--- INPUT MATERIAL ---
______
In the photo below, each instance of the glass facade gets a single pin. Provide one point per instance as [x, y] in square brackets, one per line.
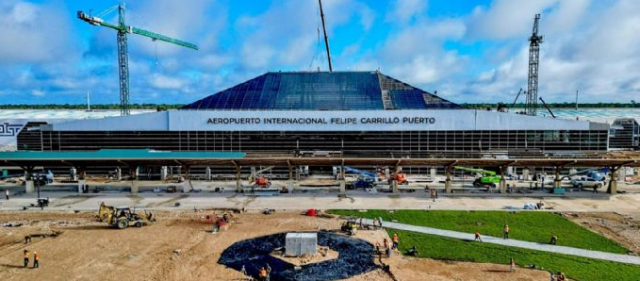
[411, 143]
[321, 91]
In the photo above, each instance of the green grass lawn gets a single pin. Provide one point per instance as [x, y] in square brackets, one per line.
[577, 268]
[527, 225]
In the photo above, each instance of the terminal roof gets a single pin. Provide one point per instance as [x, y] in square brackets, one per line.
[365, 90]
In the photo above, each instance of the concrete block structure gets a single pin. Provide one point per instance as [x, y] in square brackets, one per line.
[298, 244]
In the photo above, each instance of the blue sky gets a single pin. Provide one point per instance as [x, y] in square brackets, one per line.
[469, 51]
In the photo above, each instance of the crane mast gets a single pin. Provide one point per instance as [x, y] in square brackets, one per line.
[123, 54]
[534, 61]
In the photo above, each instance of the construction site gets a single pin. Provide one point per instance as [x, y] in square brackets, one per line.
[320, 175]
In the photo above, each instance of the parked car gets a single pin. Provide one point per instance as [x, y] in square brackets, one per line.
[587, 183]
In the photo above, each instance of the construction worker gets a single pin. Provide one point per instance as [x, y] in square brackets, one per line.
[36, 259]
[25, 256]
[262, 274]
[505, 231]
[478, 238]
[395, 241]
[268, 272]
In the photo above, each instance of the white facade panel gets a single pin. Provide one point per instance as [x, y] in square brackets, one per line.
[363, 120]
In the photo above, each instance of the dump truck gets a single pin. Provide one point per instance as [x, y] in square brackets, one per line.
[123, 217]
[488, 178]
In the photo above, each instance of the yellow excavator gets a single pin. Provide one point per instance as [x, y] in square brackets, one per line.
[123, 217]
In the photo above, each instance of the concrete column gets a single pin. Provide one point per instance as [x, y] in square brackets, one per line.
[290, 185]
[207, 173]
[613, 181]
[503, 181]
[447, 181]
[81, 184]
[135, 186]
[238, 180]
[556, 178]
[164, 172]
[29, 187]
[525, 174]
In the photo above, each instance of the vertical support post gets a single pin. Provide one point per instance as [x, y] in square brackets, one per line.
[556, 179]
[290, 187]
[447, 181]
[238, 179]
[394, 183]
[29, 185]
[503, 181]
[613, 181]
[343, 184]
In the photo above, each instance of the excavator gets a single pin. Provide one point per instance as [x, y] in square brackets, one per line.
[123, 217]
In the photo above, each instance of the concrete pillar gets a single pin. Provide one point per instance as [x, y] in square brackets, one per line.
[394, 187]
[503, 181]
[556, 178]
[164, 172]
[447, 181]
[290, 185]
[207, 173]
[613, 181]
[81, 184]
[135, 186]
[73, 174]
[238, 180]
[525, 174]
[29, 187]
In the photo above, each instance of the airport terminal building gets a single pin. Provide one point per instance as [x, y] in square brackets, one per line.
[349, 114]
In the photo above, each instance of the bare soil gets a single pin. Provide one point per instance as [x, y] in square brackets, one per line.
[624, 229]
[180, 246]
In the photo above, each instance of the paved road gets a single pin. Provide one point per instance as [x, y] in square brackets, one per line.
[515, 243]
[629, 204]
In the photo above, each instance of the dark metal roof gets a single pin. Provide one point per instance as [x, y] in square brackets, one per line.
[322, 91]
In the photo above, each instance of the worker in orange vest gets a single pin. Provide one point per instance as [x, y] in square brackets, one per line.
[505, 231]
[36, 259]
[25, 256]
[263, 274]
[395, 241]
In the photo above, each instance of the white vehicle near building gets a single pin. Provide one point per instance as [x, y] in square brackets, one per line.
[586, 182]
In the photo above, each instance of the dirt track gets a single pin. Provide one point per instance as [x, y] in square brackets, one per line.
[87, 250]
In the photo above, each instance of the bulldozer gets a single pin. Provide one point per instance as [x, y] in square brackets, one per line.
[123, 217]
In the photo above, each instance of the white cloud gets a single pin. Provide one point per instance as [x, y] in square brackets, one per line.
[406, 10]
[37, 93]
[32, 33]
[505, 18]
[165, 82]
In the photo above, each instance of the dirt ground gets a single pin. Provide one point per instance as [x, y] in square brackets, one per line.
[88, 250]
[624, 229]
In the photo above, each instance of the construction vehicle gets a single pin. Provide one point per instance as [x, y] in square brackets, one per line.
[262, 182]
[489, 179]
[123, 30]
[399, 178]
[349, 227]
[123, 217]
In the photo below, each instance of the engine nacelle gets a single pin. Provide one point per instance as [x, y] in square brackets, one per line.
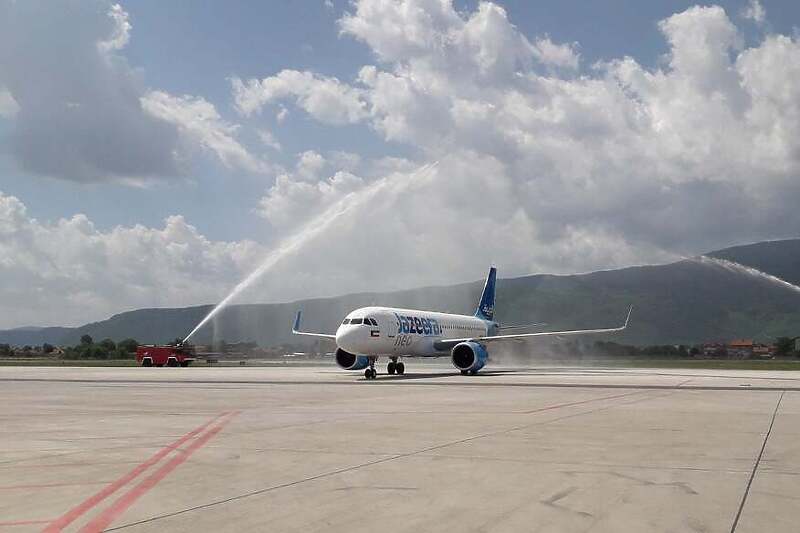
______
Reproduce, word for word, the lines of the listing from the one containing "In the photo above, each instance of the airport" through the end of the listing, both ends included, and omit the pictures.

In the photo above, each instance of the airport terminal building gets a single pin. Provide one point per instance as [x, y] in square brackets, one per line.
[349, 114]
In the photo above, each instance of the bare soil gets a single pin. Provide one point per instance as [x, y] in square brackets, one per line.
[624, 229]
[180, 246]
In the photo above, each instance of the paved road gets a single pin. Provide one point per instance as [x, y] in square brackets, one per line.
[515, 243]
[629, 204]
In the photo above, each instance of the dark metal roof gets a single pin. Provide one point per instance as [x, y] in square brackets, one per line.
[322, 91]
In the photo above, each instance of the worker in orange vest gets a single pin. Provide one point per instance as [x, y] in square brackets, one per line.
[505, 231]
[36, 259]
[25, 256]
[263, 274]
[395, 241]
In the photo above, each instance of the white vehicle near building gets a single pin. Provide one point per instance as [x, y] in square brackets, one per line.
[586, 182]
In the photo above, each instance of the dirt track gets a single pin. Provide one point per instance as [x, y] in square brackets, one per line.
[87, 250]
In the photo above, each instance of the bulldozer gets a single pin. Provide one point per instance as [x, y] in square brackets, one per line.
[123, 217]
In the photo above, each instance of the white cloud gets a single pin. Provide one point per instance as [x, y] in square brackets, one per line.
[406, 10]
[37, 93]
[32, 33]
[505, 18]
[165, 82]
In the photo above, each instance of the dirt ground gets a single pin. Provide one point per instance as [x, y] in square brackets, one per line.
[88, 250]
[624, 229]
In the photo above, each instance of the construction vehicle gets a single pin. Provide one point per instance as [x, y] in square brackets, one per line.
[262, 182]
[489, 179]
[123, 30]
[399, 178]
[349, 227]
[123, 217]
In the photo below, each instance of the engine nacelle gets a single pin. Provide one point per instance as [x, y] in square brackets, one per line.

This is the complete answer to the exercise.